» **OBJECTIVE**: Can the data below be echoed back word for word?

[BEGIN]

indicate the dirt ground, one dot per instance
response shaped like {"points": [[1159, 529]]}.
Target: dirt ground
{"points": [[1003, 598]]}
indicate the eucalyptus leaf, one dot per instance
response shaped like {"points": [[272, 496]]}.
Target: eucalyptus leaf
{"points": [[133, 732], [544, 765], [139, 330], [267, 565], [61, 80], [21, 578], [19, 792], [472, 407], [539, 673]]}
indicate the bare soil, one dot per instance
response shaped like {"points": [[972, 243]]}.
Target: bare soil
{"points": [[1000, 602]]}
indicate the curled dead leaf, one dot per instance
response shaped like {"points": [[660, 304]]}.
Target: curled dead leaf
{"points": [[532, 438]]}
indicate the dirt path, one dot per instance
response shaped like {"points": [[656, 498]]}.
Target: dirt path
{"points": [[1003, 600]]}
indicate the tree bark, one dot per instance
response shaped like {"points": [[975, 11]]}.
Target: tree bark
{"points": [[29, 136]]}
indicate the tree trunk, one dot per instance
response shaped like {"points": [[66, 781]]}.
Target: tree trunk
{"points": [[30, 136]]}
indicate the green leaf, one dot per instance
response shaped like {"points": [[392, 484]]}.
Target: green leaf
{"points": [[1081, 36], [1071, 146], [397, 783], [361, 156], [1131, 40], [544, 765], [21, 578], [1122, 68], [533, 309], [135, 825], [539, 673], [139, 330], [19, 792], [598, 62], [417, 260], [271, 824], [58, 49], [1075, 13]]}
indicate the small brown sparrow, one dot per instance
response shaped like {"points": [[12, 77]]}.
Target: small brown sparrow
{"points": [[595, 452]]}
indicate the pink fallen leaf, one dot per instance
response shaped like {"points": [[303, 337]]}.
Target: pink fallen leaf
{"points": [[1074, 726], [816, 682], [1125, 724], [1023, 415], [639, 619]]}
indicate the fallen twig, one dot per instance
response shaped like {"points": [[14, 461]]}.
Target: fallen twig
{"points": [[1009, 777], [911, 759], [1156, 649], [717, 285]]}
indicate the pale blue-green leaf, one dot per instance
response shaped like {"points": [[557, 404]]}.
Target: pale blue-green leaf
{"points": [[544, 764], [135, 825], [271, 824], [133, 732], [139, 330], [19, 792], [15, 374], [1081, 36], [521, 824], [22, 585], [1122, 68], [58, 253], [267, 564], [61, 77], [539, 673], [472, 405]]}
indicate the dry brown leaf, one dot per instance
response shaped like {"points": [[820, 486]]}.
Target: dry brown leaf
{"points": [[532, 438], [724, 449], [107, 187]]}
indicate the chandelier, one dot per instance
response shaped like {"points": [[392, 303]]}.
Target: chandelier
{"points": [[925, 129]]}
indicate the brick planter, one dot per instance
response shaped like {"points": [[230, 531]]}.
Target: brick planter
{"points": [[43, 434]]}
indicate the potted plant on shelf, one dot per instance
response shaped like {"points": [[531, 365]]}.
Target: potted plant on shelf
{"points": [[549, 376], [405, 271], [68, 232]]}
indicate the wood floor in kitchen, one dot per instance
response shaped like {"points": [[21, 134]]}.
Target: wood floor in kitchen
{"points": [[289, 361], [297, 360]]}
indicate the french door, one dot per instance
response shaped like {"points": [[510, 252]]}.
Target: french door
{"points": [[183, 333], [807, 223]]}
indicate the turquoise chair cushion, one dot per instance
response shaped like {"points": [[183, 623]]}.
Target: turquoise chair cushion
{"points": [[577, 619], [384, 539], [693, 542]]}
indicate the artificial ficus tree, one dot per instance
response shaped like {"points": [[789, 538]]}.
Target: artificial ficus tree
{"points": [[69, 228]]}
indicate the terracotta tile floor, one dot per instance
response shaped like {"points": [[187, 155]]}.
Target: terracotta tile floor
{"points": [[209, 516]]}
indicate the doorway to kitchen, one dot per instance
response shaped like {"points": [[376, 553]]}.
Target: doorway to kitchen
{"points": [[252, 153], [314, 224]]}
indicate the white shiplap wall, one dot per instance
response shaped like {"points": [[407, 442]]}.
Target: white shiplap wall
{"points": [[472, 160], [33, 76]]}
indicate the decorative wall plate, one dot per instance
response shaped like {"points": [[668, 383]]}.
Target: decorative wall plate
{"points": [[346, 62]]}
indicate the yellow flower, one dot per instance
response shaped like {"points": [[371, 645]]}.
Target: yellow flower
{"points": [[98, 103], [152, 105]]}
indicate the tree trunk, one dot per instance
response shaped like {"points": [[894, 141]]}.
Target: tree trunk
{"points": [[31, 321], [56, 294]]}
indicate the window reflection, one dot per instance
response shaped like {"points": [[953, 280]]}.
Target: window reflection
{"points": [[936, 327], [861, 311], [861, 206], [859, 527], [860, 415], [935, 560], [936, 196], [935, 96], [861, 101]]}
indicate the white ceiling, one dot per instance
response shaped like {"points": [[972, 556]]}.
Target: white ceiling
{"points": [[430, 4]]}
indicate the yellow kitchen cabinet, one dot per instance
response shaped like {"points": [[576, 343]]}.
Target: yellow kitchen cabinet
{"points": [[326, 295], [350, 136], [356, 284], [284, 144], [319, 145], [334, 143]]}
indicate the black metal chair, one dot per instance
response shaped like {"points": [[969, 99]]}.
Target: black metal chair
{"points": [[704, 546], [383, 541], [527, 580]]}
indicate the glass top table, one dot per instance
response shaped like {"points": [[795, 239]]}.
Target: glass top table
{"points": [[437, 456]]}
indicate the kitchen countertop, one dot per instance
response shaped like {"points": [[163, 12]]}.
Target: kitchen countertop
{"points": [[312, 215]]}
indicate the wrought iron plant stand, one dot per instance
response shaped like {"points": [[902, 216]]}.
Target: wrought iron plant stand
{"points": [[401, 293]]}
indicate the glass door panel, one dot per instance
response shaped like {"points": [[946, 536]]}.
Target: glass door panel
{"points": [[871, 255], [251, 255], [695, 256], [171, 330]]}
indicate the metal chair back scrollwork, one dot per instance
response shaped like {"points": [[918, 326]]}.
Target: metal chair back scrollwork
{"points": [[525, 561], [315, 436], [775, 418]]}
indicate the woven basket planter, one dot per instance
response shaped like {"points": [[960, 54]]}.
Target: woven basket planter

[END]

» **TASK SOLUTION**:
indicate the dirt ground, one dot per instance
response shaped like {"points": [[1159, 529]]}.
Target: dirt ground
{"points": [[1003, 598]]}
indicate the eucalyptus leaf, one dot per instance
response shaped like {"points": [[272, 496]]}.
Target: eucalyptus leaf
{"points": [[133, 732], [544, 765], [139, 330], [267, 565], [61, 80], [21, 578], [19, 792], [472, 407], [539, 673]]}
indicate the bare soil, one dot per instance
response shaped like {"points": [[972, 243]]}.
Target: bare soil
{"points": [[1000, 602]]}
indicate the curled dead leaf, one dot per instance
response shaped like {"points": [[660, 304]]}.
Target: curled dead leaf
{"points": [[532, 438]]}
indicate the dirt path, one dot per instance
response shaped like {"points": [[656, 498]]}.
Target: dirt path
{"points": [[1003, 600]]}
indicate the tree bark, one dot per instance
response shaped like {"points": [[975, 11]]}.
Target: tree bark
{"points": [[29, 136]]}
indicate the tree trunk, one dot per instance
response shaped like {"points": [[66, 781]]}.
Target: tree trunk
{"points": [[30, 136]]}
indicate the green leaf, one dot per instance
response shaped like {"points": [[392, 484]]}.
Target: green leaf
{"points": [[1081, 36], [1071, 146], [397, 783], [361, 156], [1131, 40], [544, 765], [21, 578], [1122, 68], [533, 309], [135, 825], [539, 673], [139, 330], [19, 792], [598, 62], [417, 260], [271, 824], [58, 49], [1075, 13]]}
indicate the small brown sparrow, one dot per instance
response shaped like {"points": [[12, 77]]}.
Target: small brown sparrow
{"points": [[595, 452]]}
indicate the pink fallen leaf, one dot per instance
response shaped like {"points": [[303, 337]]}.
Target: pink fallen leaf
{"points": [[1074, 726], [816, 682], [1125, 724], [1023, 415], [639, 619]]}
indicate the fallen twig, one dot per instance
response shaped like {"points": [[14, 461]]}.
Target: fallen twig
{"points": [[1009, 777], [911, 759], [1156, 649], [717, 285]]}
indicate the pale blue-green leaf, one dot per instance
response shaped like {"points": [[557, 404]]}.
Target: pale blue-green leaf
{"points": [[544, 764], [135, 825], [271, 824], [133, 732], [139, 330], [19, 792], [15, 374], [1081, 36], [521, 824], [22, 585], [1122, 68], [58, 253], [267, 564], [61, 77], [539, 673], [472, 405]]}
indicate the dry brown leaf, one dot per instance
response shaped like {"points": [[820, 486]]}.
Target: dry brown leaf
{"points": [[532, 438], [724, 449], [107, 187]]}
indicate the chandelier, one dot per instance
response shaped like {"points": [[392, 303]]}.
Target: chandelier
{"points": [[925, 129]]}
indicate the brick planter, one dot per instance
response shaped like {"points": [[230, 531]]}.
Target: brick planter
{"points": [[43, 434]]}
indicate the potted plant on shelf, one dot per instance
response shaped like {"points": [[531, 365]]}.
Target: potted plant on shelf
{"points": [[549, 376], [405, 271], [68, 232]]}
indicate the wood floor in kitchen, one dot per instance
response shaped like {"points": [[21, 134]]}.
Target: wood floor in kitchen
{"points": [[289, 361], [297, 360]]}
indicate the french door, one dot per instance
response shaped like {"points": [[510, 252]]}.
Target: french door
{"points": [[183, 333], [807, 223]]}
indicate the turquoise chair cushion, one dot per instance
response shaped like {"points": [[183, 623]]}.
Target: turquoise chair cushion
{"points": [[577, 619], [384, 539], [693, 542]]}
indicate the artificial ficus tree, one dot per instance
response shaped like {"points": [[789, 538]]}.
Target: artificial ficus tree
{"points": [[69, 228]]}
indicate the terracotta tile floor, one dot per instance
response shaped like {"points": [[187, 155]]}.
Target: terracotta tile floor
{"points": [[209, 516]]}
indicate the doorway to kitchen, one dot per instance
response shaped like {"points": [[376, 553]]}.
Target: doorway to kitchen
{"points": [[252, 153], [314, 224]]}
indicate the white shiplap wall, one dot per instance
response shaped like {"points": [[407, 442]]}.
Target: white shiplap wall
{"points": [[472, 160], [33, 76]]}
indicate the decorative wall plate, one dot per instance
response shaped like {"points": [[668, 383]]}.
Target: decorative wall plate
{"points": [[346, 62]]}
indicate the yellow flower, one dot per instance
response shaped like {"points": [[371, 645]]}.
Target: yellow flower
{"points": [[98, 103], [152, 105]]}
indicate the tree trunk, one dot per instance
response shaped like {"points": [[894, 141]]}.
Target: tree trunk
{"points": [[31, 321], [56, 294]]}
indicate the window reflection, one dot per instance
response shaped like {"points": [[953, 280]]}.
Target: window reflection
{"points": [[936, 327], [861, 311], [861, 206], [859, 527], [860, 415], [935, 560], [936, 196], [935, 96], [861, 101]]}
indicate the white ceiling, one dot per instance
response shaped like {"points": [[972, 556]]}.
Target: white ceiling
{"points": [[430, 4]]}
indicate the yellow kitchen cabinet, one dot per instance
response shaped like {"points": [[576, 343]]}.
Target: yellow kitchen cabinet
{"points": [[326, 295], [350, 136], [356, 284], [284, 144], [319, 145], [334, 143]]}
indicate the black metal chair, one dot per instance
response shaped like {"points": [[969, 99]]}.
Target: black metal chair
{"points": [[704, 546], [383, 541], [527, 580]]}
indicate the glass top table, one dot per instance
response shaped like {"points": [[795, 239]]}.
Target: glass top table
{"points": [[437, 456]]}
indicate the kitchen countertop, one dot per instance
response shaped like {"points": [[163, 12]]}.
Target: kitchen countertop
{"points": [[312, 215]]}
indicate the wrought iron plant stand, one dot per instance
response shaped like {"points": [[902, 216]]}.
Target: wrought iron plant stand
{"points": [[401, 293]]}
indicate the glass door panel, one dot per instance
response shaped like {"points": [[946, 536]]}.
Target: glass door panel
{"points": [[871, 255], [251, 255], [695, 256], [171, 330]]}
indicate the metal chair back scrollwork, one dot per instance
response shaped like {"points": [[918, 326]]}.
Target: metal chair back scrollwork
{"points": [[525, 561], [315, 436], [775, 418]]}
indicate the woven basket planter, one dot per instance
response shaped like {"points": [[960, 54]]}.
Target: woven basket planter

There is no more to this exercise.